### Symmetry, Integrability and Geometry: Methods and Applications (SIGMA)

SIGMA 8 (2012), 094, 707 pages      arXiv:1212.1785      https://doi.org/10.3842/SIGMA.2012.094
Contribution to the Special Issue “Mirror Symmetry and Related Topics”

### Minkowski Polynomials and Mutations

Mohammad Akhtar a, Tom Coates a, Sergey Galkin b and Alexander M. Kasprzyk a
a) Department of Mathematics, Imperial College London, 180 Queen's Gate, London SW7 2AZ, UK
b) Universität Wien, Fakultät für Mathematik, Garnisongasse 3/14, A-1090 Wien, Austria

Received June 14, 2012, in final form December 01, 2012; Published online December 08, 2012

Abstract
Given a Laurent polynomial f, one can form the period of f: this is a function of one complex variable that plays an important role in mirror symmetry for Fano manifolds. Mutations are a particular class of birational transformations acting on Laurent polynomials in two variables; they preserve the period and are closely connected with cluster algebras. We propose a higher-dimensional analog of mutation acting on Laurent polynomials f in n variables. In particular we give a combinatorial description of mutation acting on the Newton polytope P of f, and use this to establish many basic facts about mutations. Mutations can be understood combinatorially in terms of Minkowski rearrangements of slices of P, or in terms of piecewise-linear transformations acting on the dual polytope P* (much like cluster transformations). Mutations map Fano polytopes to Fano polytopes, preserve the Ehrhart series of the dual polytope, and preserve the period of f. Finally we use our results to show that Minkowski polynomials, which are a family of Laurent polynomials that give mirror partners to many three-dimensional Fano manifolds, are connected by a sequence of mutations if and only if they have the same period.

Extracted data
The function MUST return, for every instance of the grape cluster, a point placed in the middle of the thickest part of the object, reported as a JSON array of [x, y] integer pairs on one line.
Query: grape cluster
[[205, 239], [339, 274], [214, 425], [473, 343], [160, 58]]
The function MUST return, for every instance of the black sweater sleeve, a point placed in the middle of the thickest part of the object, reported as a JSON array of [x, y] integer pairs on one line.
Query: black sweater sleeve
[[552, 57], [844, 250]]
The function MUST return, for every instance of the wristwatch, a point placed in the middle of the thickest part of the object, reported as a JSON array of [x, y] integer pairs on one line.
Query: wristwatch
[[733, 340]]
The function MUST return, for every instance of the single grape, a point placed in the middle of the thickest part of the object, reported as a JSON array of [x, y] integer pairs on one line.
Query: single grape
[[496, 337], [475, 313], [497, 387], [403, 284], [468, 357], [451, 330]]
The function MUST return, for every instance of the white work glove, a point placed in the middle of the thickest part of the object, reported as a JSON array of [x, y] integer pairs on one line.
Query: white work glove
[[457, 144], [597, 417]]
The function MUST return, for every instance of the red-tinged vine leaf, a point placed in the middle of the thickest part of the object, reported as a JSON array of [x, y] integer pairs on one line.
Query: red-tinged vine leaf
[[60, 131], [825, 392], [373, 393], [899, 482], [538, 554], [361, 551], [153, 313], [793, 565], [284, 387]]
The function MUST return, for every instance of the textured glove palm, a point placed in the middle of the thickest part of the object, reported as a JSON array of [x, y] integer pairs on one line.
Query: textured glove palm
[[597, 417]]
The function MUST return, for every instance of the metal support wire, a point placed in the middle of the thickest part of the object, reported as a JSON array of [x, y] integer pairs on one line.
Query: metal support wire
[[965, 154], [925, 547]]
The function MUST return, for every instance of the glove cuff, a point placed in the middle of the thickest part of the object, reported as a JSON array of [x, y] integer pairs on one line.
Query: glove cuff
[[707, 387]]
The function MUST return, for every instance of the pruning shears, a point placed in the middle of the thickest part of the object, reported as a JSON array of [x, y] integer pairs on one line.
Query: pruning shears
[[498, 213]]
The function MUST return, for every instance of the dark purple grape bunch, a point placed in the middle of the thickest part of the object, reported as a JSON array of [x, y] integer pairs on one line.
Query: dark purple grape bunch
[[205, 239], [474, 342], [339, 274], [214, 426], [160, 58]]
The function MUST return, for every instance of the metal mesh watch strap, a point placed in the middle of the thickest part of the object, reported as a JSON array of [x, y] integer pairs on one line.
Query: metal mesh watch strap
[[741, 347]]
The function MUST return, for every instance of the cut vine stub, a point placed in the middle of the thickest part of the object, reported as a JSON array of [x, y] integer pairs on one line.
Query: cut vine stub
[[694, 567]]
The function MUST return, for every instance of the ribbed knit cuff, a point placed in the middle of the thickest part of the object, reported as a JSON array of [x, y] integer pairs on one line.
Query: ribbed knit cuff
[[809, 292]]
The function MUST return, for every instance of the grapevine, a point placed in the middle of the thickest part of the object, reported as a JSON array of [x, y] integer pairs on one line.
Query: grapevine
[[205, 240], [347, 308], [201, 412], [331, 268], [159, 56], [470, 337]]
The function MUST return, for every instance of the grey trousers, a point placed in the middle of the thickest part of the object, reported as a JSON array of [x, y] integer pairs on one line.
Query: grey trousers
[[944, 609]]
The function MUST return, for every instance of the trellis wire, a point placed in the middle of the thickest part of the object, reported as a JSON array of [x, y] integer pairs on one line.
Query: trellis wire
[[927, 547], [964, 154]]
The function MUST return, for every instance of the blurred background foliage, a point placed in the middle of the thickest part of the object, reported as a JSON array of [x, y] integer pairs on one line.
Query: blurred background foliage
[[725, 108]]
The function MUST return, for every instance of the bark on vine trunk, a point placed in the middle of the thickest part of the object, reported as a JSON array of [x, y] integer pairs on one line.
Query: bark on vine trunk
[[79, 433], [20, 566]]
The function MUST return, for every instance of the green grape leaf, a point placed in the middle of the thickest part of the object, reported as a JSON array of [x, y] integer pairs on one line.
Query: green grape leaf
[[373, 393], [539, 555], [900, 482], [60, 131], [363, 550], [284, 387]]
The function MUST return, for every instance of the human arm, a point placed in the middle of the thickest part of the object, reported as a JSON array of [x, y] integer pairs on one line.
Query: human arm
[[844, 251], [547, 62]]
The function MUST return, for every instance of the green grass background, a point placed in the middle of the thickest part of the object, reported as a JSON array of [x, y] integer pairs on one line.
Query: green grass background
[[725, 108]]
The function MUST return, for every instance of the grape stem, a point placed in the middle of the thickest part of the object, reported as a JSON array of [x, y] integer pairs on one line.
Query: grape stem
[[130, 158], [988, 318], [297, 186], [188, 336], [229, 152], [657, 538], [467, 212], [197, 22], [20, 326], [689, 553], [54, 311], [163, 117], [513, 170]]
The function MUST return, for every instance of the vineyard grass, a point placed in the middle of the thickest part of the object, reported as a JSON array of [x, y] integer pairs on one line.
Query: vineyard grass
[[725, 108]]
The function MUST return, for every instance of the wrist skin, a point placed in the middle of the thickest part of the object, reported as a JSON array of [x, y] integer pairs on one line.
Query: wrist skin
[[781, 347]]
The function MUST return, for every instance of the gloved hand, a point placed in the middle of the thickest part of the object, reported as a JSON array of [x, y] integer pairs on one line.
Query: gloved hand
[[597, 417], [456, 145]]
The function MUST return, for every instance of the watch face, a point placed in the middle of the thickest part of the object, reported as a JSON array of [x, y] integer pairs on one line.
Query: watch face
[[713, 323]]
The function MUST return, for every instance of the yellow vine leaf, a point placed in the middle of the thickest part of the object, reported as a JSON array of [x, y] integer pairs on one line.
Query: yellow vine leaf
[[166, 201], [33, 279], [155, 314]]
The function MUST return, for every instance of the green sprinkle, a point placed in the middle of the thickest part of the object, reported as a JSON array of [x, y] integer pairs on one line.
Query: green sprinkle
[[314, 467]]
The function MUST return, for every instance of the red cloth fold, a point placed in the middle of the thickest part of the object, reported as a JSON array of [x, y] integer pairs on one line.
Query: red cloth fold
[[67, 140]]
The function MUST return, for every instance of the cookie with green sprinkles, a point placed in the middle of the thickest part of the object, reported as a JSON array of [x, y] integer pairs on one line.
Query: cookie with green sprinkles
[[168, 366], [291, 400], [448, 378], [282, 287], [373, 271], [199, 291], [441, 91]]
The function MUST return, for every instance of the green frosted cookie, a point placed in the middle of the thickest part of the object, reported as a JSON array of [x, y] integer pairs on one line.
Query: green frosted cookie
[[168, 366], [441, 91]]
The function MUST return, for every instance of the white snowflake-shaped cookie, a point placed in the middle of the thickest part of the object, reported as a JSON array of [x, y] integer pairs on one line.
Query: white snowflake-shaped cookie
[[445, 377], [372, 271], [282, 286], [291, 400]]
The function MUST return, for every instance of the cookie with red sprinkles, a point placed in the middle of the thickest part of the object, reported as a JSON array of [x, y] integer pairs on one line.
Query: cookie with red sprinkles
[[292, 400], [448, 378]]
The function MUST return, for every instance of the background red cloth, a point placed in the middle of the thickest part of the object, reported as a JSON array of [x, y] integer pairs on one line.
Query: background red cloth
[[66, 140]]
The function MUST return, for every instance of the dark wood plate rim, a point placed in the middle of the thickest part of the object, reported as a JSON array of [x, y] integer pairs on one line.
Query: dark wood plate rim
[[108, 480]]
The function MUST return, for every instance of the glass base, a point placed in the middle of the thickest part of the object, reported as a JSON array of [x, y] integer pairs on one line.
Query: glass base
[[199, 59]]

What is needed
According to the paper abstract, what do mutations preserve about the dual polytope? Please rely only on the paper abstract, not on the items.

Solution below
Its Ehrhart series.